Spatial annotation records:
>>>>

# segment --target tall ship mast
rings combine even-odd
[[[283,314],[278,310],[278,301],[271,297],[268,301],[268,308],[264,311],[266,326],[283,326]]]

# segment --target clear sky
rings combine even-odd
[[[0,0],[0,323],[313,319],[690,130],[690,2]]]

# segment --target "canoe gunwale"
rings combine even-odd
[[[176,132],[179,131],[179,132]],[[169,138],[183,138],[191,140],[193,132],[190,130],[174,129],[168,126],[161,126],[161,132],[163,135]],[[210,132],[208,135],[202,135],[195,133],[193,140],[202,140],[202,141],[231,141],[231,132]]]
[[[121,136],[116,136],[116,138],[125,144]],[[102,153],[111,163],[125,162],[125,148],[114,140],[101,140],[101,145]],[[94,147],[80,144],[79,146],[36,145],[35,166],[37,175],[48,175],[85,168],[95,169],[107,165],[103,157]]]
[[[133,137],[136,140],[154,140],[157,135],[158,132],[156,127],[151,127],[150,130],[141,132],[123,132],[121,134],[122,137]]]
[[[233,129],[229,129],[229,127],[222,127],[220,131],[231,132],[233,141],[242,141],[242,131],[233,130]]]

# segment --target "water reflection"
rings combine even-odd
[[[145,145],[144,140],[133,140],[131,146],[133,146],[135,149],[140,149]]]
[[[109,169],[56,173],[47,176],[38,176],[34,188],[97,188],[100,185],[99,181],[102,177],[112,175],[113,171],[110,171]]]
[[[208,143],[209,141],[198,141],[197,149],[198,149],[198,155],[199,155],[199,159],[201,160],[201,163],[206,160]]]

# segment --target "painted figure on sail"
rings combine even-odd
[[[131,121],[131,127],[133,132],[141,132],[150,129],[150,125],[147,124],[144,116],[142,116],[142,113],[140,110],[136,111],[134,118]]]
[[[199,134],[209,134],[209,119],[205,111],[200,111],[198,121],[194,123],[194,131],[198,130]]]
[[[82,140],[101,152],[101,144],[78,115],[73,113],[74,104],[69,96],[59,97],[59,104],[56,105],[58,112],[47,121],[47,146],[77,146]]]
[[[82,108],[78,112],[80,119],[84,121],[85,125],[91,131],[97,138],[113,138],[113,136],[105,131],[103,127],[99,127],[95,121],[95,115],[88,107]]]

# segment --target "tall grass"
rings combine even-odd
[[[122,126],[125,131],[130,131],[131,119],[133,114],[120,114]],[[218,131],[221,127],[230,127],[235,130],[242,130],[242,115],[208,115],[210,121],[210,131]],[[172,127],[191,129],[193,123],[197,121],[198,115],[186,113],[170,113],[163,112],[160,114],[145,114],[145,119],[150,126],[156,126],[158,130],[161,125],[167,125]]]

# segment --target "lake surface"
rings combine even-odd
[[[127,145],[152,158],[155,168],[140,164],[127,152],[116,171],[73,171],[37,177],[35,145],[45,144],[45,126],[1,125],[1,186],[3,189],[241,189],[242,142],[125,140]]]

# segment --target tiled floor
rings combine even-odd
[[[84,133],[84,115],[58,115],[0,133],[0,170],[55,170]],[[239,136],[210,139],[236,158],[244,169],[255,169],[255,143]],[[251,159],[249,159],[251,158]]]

<<<<

THE PROBLEM => Reproduce every item above line for line, changing nothing.

SOLUTION =>
# segment --target tall ship mast
rings combine even-odd
[[[283,314],[278,310],[278,301],[271,297],[268,301],[268,308],[264,311],[266,326],[283,326]]]

# segment --target clear sky
rings combine even-odd
[[[0,0],[0,323],[313,319],[690,130],[690,2]]]

# segment --target "canoe gunwale"
rings combine even-odd
[[[176,132],[179,131],[179,132]],[[169,138],[183,138],[191,140],[193,132],[190,130],[174,129],[168,126],[161,126],[161,132],[163,135]],[[210,132],[208,135],[202,135],[195,133],[193,140],[202,140],[202,141],[231,141],[231,132]]]
[[[121,136],[116,136],[116,138],[125,144]],[[102,153],[111,163],[125,162],[125,148],[114,140],[101,140],[101,145]],[[94,147],[80,144],[79,146],[36,145],[35,166],[37,175],[48,175],[85,168],[95,169],[107,165],[103,157]]]
[[[133,137],[136,140],[154,140],[157,135],[158,132],[156,127],[151,127],[150,130],[141,132],[123,132],[121,134],[122,137]]]
[[[233,129],[229,129],[229,127],[222,127],[220,131],[231,132],[233,141],[242,141],[242,131],[233,130]]]

# segment --target "water reflection"
rings combine even-odd
[[[145,145],[144,140],[133,140],[131,146],[133,146],[135,149],[140,149]]]
[[[109,169],[56,173],[47,176],[38,176],[34,188],[97,188],[100,185],[99,181],[102,177],[112,175],[113,171],[110,171]]]
[[[208,143],[209,141],[198,141],[197,149],[198,149],[198,155],[199,155],[199,159],[201,160],[201,163],[206,160]]]

# segment --target "painted figure on sail"
rings combine even-odd
[[[131,121],[131,127],[133,132],[141,132],[150,129],[150,125],[147,124],[144,116],[142,116],[142,113],[140,110],[136,111],[134,118]]]
[[[199,134],[209,134],[209,119],[205,111],[200,111],[198,121],[194,123],[194,131],[198,130]]]
[[[82,140],[101,152],[101,144],[78,115],[73,113],[74,104],[69,96],[59,97],[59,104],[56,105],[58,112],[47,121],[47,146],[77,146]]]
[[[82,108],[78,112],[80,119],[84,121],[85,125],[91,131],[97,138],[113,138],[113,136],[105,131],[103,127],[99,127],[95,121],[95,115],[88,107]]]

# segment --target "tall grass"
rings combine even-odd
[[[122,126],[125,131],[130,131],[131,119],[133,114],[120,114]],[[218,131],[221,127],[230,127],[235,130],[242,130],[242,115],[208,115],[210,121],[210,131]],[[172,127],[191,129],[193,123],[197,121],[198,115],[186,113],[170,113],[163,112],[160,114],[145,114],[145,119],[150,126],[156,126],[158,130],[161,125],[167,125]]]

# segment --target "lake surface"
rings combine even-odd
[[[127,145],[152,158],[155,168],[140,164],[127,152],[116,171],[73,171],[37,177],[35,145],[45,144],[45,126],[1,125],[1,186],[3,189],[241,189],[242,142],[125,140]]]

# segment --target tiled floor
rings combine even-odd
[[[84,133],[84,115],[58,115],[0,133],[0,170],[55,170]],[[239,136],[210,139],[236,158],[244,169],[255,169],[255,143]],[[251,159],[249,159],[251,158]]]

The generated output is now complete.